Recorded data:

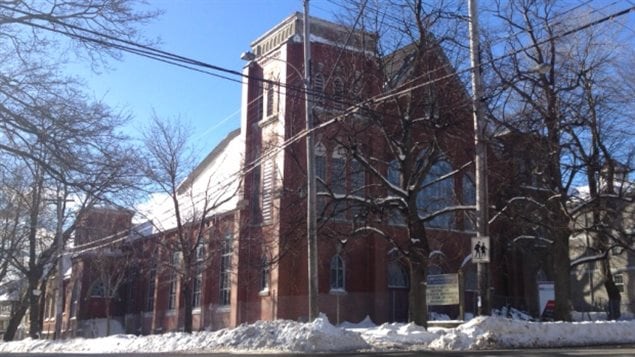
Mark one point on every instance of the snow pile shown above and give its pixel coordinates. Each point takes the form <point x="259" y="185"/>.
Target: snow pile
<point x="320" y="336"/>
<point x="279" y="336"/>
<point x="497" y="332"/>
<point x="290" y="336"/>
<point x="396" y="335"/>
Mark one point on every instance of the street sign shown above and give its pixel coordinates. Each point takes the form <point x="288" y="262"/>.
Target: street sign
<point x="443" y="289"/>
<point x="480" y="249"/>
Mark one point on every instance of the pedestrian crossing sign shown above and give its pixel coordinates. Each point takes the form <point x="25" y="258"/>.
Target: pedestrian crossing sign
<point x="480" y="250"/>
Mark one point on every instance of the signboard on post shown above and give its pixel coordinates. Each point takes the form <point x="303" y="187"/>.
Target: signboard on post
<point x="443" y="289"/>
<point x="480" y="249"/>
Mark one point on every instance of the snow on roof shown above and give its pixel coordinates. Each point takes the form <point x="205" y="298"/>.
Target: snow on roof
<point x="212" y="184"/>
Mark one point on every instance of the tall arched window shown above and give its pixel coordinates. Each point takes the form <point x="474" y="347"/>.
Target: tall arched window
<point x="337" y="273"/>
<point x="393" y="176"/>
<point x="469" y="198"/>
<point x="338" y="181"/>
<point x="437" y="195"/>
<point x="358" y="183"/>
<point x="318" y="89"/>
<point x="338" y="92"/>
<point x="320" y="175"/>
<point x="270" y="98"/>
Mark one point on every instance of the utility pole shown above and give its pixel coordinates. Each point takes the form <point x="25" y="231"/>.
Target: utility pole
<point x="482" y="215"/>
<point x="60" y="266"/>
<point x="310" y="172"/>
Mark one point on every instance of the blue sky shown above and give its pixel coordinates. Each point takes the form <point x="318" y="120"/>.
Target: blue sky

== Stated exercise ==
Images must not appear in the copy; reproduce everything else in the records verbatim.

== Exercise answer ==
Mark one point on every instance of the snow pile shown above and give its pixel coordinates. Each point takes the form <point x="259" y="185"/>.
Target: snow pile
<point x="320" y="336"/>
<point x="279" y="336"/>
<point x="497" y="332"/>
<point x="290" y="336"/>
<point x="396" y="335"/>
Mark one point on every instance of the street sign shown above and give its pixel coordinates. Each point takes the form <point x="288" y="262"/>.
Target: street sign
<point x="443" y="289"/>
<point x="480" y="249"/>
Mark one point on every instance of the pedestrian crossing sign shown above and give its pixel coordinates. Each point takes the form <point x="25" y="258"/>.
Target: pedestrian crossing sign
<point x="480" y="250"/>
Mark one point on every instance of the signboard on post shown above and give its pixel coordinates. Each point takes the form <point x="303" y="187"/>.
Target: signboard on post
<point x="443" y="289"/>
<point x="480" y="249"/>
Mark one point on every instance of the snow on roof shown above and give its pixel coordinates. Each point takes the form <point x="205" y="298"/>.
Target: snow on roof
<point x="212" y="184"/>
Mark one point on every instance of the tall arched window shown above and give its pixel coordinates. Each point takes the form <point x="474" y="347"/>.
Target: tall arched window
<point x="337" y="273"/>
<point x="393" y="176"/>
<point x="469" y="198"/>
<point x="338" y="181"/>
<point x="437" y="195"/>
<point x="358" y="183"/>
<point x="318" y="89"/>
<point x="338" y="92"/>
<point x="320" y="175"/>
<point x="270" y="98"/>
Mark one point on every instance of the utility pole shown above and give its pixel coordinates. Each point takes the form <point x="25" y="231"/>.
Target: utility pole
<point x="482" y="215"/>
<point x="60" y="266"/>
<point x="310" y="172"/>
Mark one point on every instance of the blue sky shown above and give its pixel coordinates. Each point takes the form <point x="318" y="120"/>.
Target: blue sky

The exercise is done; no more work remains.